_Required work_: Each record has to be returned exactly as it appears.

_Data records_:
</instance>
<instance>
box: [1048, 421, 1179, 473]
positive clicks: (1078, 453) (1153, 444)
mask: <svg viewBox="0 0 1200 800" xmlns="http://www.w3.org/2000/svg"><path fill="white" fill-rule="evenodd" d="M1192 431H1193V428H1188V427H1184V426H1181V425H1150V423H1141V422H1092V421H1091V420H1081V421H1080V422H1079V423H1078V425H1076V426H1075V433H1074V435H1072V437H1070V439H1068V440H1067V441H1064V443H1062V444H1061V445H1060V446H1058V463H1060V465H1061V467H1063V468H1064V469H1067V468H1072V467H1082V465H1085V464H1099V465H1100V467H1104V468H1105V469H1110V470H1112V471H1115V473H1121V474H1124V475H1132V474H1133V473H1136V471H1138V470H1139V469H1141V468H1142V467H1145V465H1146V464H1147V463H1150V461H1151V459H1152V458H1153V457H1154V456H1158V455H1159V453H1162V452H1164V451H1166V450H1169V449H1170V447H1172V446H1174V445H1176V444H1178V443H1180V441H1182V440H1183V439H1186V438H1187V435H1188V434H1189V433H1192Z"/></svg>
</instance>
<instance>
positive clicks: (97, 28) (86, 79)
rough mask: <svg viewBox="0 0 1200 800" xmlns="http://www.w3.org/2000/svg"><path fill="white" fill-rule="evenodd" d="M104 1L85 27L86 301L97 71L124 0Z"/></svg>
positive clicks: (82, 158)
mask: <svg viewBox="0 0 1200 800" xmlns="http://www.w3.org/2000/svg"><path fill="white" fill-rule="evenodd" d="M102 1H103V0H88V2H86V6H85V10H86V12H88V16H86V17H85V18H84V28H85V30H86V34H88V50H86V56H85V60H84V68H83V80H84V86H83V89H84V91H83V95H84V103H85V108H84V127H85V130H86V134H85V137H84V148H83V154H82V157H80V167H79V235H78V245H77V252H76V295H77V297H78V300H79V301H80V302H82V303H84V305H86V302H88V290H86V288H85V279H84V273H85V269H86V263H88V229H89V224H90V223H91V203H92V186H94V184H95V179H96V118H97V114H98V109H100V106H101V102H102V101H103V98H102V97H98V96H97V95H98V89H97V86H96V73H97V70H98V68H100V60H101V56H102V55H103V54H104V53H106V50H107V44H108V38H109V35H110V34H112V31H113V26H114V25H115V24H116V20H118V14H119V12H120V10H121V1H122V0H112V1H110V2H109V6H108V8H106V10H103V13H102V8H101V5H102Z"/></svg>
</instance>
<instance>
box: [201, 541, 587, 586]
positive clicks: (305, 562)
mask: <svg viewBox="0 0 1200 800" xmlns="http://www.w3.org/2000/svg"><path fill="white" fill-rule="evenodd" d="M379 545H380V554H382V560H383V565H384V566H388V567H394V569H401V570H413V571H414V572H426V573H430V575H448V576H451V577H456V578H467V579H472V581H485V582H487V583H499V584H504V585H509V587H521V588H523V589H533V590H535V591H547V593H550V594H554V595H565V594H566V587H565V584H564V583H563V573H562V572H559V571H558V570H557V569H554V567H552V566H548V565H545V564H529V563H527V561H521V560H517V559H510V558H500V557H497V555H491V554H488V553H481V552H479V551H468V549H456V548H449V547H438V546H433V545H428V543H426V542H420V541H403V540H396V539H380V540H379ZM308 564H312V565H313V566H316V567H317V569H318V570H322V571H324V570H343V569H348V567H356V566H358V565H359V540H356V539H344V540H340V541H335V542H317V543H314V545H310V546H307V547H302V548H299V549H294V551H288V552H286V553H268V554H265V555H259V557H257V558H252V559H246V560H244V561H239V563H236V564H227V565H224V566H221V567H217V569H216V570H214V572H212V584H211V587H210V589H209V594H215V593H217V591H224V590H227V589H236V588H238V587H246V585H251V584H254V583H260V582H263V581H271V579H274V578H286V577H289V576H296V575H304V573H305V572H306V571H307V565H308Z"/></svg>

_Task answer_:
</instance>
<instance>
box: [1048, 421, 1179, 473]
positive clicks: (1078, 453) (1153, 444)
mask: <svg viewBox="0 0 1200 800" xmlns="http://www.w3.org/2000/svg"><path fill="white" fill-rule="evenodd" d="M1192 431H1193V428H1188V427H1184V426H1181V425H1150V423H1141V422H1092V421H1091V420H1081V421H1080V422H1079V423H1078V425H1076V426H1075V433H1074V435H1072V437H1070V439H1068V440H1067V441H1064V443H1062V444H1061V445H1060V446H1058V463H1060V465H1061V467H1063V468H1064V469H1067V468H1072V467H1082V465H1085V464H1099V465H1100V467H1104V468H1105V469H1110V470H1112V471H1115V473H1121V474H1124V475H1132V474H1133V473H1136V471H1138V470H1139V469H1141V468H1142V467H1145V465H1146V464H1147V463H1150V461H1151V459H1152V458H1153V457H1154V456H1158V455H1159V453H1162V452H1164V451H1166V450H1169V449H1170V447H1172V446H1174V445H1176V444H1178V443H1180V441H1182V440H1183V439H1186V438H1187V435H1188V434H1189V433H1192Z"/></svg>
</instance>
<instance>
positive clicks: (97, 28) (86, 79)
rough mask: <svg viewBox="0 0 1200 800" xmlns="http://www.w3.org/2000/svg"><path fill="white" fill-rule="evenodd" d="M104 1L85 27L86 301L97 71L124 0Z"/></svg>
positive clicks: (82, 158)
mask: <svg viewBox="0 0 1200 800" xmlns="http://www.w3.org/2000/svg"><path fill="white" fill-rule="evenodd" d="M102 1H103V0H88V2H86V6H85V10H86V12H88V16H86V17H85V18H84V28H85V30H86V34H88V50H86V56H85V60H84V68H83V80H84V86H83V89H84V91H83V95H84V103H85V108H84V127H85V130H86V134H85V137H84V148H83V154H82V157H80V167H79V235H78V245H77V252H76V295H77V297H78V300H79V301H80V302H82V303H84V305H86V302H88V290H86V288H85V279H84V273H85V269H86V263H88V229H89V224H90V223H91V203H92V186H94V184H95V179H96V118H97V114H98V109H100V106H101V102H102V101H103V98H102V97H98V96H97V95H98V89H97V86H96V73H97V70H98V68H100V60H101V56H102V55H103V54H104V53H106V50H107V44H108V38H109V35H110V34H112V31H113V26H114V25H115V24H116V20H118V14H119V12H120V10H121V1H122V0H112V1H110V2H109V6H108V8H106V10H103V13H102V8H101V5H102Z"/></svg>
</instance>
<instance>
box: [201, 541, 587, 586]
positive clicks: (305, 562)
mask: <svg viewBox="0 0 1200 800" xmlns="http://www.w3.org/2000/svg"><path fill="white" fill-rule="evenodd" d="M379 545H380V554H382V560H383V565H384V566H388V567H394V569H401V570H413V571H414V572H426V573H430V575H448V576H451V577H456V578H467V579H472V581H485V582H487V583H499V584H504V585H509V587H521V588H523V589H533V590H535V591H547V593H550V594H554V595H565V594H566V587H565V584H564V583H563V573H562V572H559V571H558V570H557V569H554V567H552V566H548V565H545V564H529V563H527V561H521V560H517V559H510V558H500V557H497V555H491V554H488V553H481V552H479V551H468V549H456V548H449V547H438V546H433V545H428V543H426V542H420V541H403V540H396V539H380V540H379ZM308 564H312V565H313V566H316V567H317V569H318V570H322V571H324V570H343V569H348V567H356V566H358V565H359V540H356V539H344V540H340V541H335V542H317V543H314V545H310V546H307V547H302V548H299V549H294V551H288V552H286V553H268V554H265V555H259V557H257V558H252V559H246V560H244V561H239V563H236V564H227V565H224V566H221V567H217V569H216V570H214V572H212V584H211V587H210V589H209V594H215V593H217V591H224V590H227V589H236V588H238V587H246V585H251V584H254V583H260V582H263V581H271V579H274V578H286V577H289V576H296V575H304V573H305V572H306V571H307V565H308Z"/></svg>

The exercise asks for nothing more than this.